- **Written instruction**:
Copy every entry exactly as given, minus the images.

- **Source data**:
START

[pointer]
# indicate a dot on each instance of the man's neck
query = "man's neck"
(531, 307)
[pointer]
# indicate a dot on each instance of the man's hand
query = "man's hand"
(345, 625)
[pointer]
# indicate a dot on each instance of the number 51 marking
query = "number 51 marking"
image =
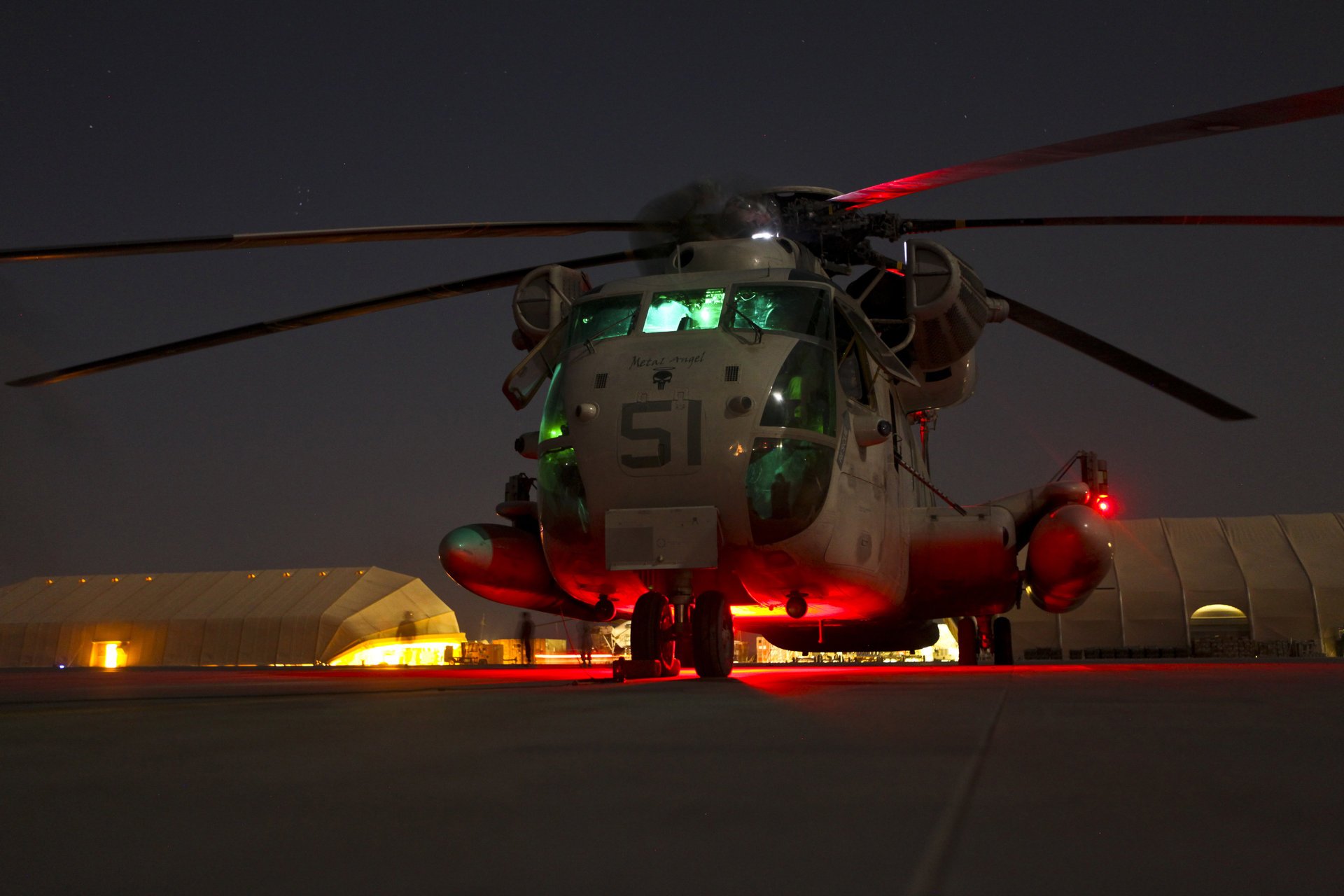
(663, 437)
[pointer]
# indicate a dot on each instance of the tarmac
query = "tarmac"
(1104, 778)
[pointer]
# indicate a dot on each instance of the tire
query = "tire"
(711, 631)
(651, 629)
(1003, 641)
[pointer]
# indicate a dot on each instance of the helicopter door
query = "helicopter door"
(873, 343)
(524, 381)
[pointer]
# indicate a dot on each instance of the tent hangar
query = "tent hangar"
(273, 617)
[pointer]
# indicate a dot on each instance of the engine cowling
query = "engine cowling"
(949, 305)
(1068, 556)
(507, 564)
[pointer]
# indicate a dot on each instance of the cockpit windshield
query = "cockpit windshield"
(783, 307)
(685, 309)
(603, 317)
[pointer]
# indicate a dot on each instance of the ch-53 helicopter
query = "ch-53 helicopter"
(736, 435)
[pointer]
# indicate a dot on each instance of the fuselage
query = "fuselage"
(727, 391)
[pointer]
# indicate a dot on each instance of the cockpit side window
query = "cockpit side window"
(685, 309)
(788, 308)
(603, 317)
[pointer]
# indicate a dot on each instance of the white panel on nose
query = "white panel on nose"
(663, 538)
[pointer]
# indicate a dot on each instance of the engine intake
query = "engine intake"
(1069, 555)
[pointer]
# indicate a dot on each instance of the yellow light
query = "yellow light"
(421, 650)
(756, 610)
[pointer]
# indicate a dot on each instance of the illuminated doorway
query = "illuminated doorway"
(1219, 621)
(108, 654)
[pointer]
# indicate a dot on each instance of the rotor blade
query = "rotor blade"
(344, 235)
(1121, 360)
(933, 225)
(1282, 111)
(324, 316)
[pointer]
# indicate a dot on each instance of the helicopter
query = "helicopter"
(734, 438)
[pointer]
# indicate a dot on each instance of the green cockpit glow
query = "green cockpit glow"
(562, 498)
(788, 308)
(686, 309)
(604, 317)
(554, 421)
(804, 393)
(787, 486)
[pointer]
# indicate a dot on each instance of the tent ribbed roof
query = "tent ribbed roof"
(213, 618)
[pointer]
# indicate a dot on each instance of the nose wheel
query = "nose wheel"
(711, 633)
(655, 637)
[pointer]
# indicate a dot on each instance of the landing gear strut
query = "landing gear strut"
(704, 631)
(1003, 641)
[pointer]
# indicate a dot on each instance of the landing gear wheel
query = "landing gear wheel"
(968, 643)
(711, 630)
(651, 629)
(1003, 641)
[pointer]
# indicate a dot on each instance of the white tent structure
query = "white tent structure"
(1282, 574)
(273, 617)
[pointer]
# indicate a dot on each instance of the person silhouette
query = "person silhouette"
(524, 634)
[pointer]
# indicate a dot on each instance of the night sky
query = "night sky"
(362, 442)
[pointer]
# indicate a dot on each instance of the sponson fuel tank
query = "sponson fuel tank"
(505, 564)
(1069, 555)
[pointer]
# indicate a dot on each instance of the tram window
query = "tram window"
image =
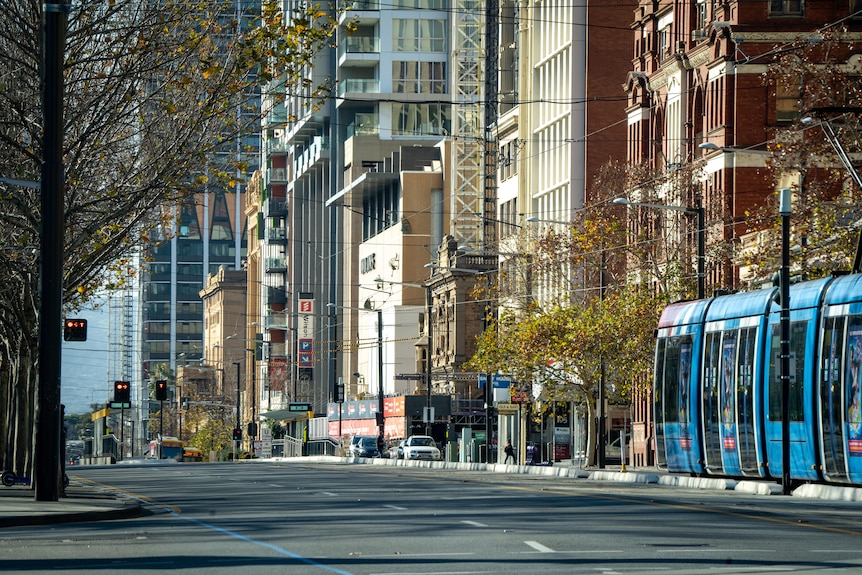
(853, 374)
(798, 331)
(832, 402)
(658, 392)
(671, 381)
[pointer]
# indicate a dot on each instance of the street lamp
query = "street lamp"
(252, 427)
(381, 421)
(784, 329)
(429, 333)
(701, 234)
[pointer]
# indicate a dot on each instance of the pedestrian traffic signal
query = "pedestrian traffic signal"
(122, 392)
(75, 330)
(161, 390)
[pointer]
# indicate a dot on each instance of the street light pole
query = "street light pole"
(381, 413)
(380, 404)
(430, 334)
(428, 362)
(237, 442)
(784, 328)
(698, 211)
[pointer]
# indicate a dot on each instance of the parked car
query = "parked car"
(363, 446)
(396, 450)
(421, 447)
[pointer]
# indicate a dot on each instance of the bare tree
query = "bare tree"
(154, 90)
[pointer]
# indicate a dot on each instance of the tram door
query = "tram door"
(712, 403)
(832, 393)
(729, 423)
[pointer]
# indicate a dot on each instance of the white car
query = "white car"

END

- **Reply**:
[pointer]
# indicate a dot on each instance of the man's neck
query = "man's neck"
(531, 307)
[pointer]
# indicate a dot on each instance of the man's hand
query = "man's hand"
(345, 625)
[pointer]
# indicate a dot on each instance of the number 51 marking
query = "number 51 marking"
image =
(663, 437)
[pointer]
# indicate a dot on each instance of the tarmac
query = "tarmac"
(1104, 778)
[pointer]
# indicate a dot on each instance of the tire
query = "tire"
(711, 631)
(651, 629)
(1003, 641)
[pointer]
# indicate a dot on each instance of the helicopter door
query = "helicopter door"
(873, 343)
(524, 381)
[pointer]
# indicate a dot on each instance of the tent hangar
query = "tent hangar"
(273, 617)
[pointer]
# indicate a dot on each instance of the engine cowling
query = "engine cowling"
(949, 305)
(1068, 556)
(507, 564)
[pointer]
# indicate a dot on each instance of the cockpit windshield
query = "cockpit windshield"
(783, 307)
(685, 309)
(603, 317)
[pointer]
# indicate a dot on each instance of the ch-53 helicopter
query = "ch-53 helicopter"
(736, 435)
[pointer]
# indicate a dot on each instance of the fuselage
query = "fuselage"
(727, 391)
[pointer]
# indicate a dot on each instance of the cockpit side window
query = "cockpit side window"
(685, 309)
(788, 308)
(603, 317)
[pointer]
# indicate a dot on each instance of the white panel on nose
query = "white panel on nose"
(663, 538)
[pointer]
# indicate a dot on each instance of the engine intake
query = "engine intake"
(1069, 555)
[pointer]
# indicate a dot on each instance of the yellow light
query = "yellow light"
(421, 650)
(756, 610)
[pointer]
# indicate a dot on each instance of the illuminated doorway
query = "illuminated doorway"
(1219, 621)
(108, 654)
[pointer]
# indicate a dot on each instance of the rotor blade
query = "rotor blade"
(344, 235)
(1121, 360)
(933, 225)
(1282, 111)
(324, 316)
[pointer]
# indicate a dot on each instance of the helicopter
query = "helicopter"
(734, 438)
[pointer]
# indicate a dot on each instance of the green cockpit glow
query = "green cockpit glow"
(562, 498)
(788, 308)
(686, 309)
(604, 317)
(554, 421)
(804, 393)
(787, 486)
[pointer]
# indicate a dot on each instance of the tent ribbed roof
query = "tent ribbed roof"
(213, 618)
[pointer]
# indicate a dot on each instance of the nose wheel
query = "nose wheel"
(711, 633)
(655, 637)
[pointer]
# indicate a dot on each instance of the landing gear strut
query = "landing gear strut"
(704, 631)
(1003, 641)
[pointer]
# indicate a dot on each instance of the landing gear wheel
query = "landing gear wheel"
(968, 643)
(711, 630)
(651, 629)
(1003, 641)
[pointer]
# indicate a dot on each instance of the white tent structure
query = "white tent structure"
(1282, 574)
(273, 617)
[pointer]
# indicate a dot on each instance of the person silhouette
query = "person silhouette"
(524, 634)
[pointer]
# indicate a dot on each instance of the night sky
query = "night sky"
(362, 442)
[pointer]
# indicate a dot on each instance of the sponson fuel tank
query = "sponson fuel tank"
(505, 564)
(1069, 555)
[pointer]
# indicate a dot on each instance of the tram window
query = "tram window"
image =
(853, 374)
(798, 331)
(832, 402)
(658, 392)
(671, 381)
[pointer]
# indicate a dot on each instance of the street lamp
query = "street lamp"
(252, 427)
(381, 421)
(784, 329)
(429, 333)
(701, 234)
[pointer]
# indicate a dot on each instance of the pedestrian traffic signal
query = "pedestrian traffic signal"
(122, 392)
(75, 330)
(161, 390)
[pointer]
# indicate a dot on each instance of the street light pole
query = "street light pole"
(381, 413)
(380, 404)
(430, 334)
(428, 362)
(237, 442)
(784, 328)
(698, 211)
[pointer]
# indicate a dot on each instance of the parked car
query = "parked car"
(363, 446)
(396, 450)
(421, 447)
[pointer]
# indicate a dot on each instance of the bare tree
query = "bare tree"
(154, 90)
[pointer]
# indicate a dot on each instance of the tram door
query = "tram door"
(712, 403)
(832, 393)
(729, 423)
[pointer]
# indicate a dot on each instance of the white car
query = "white car"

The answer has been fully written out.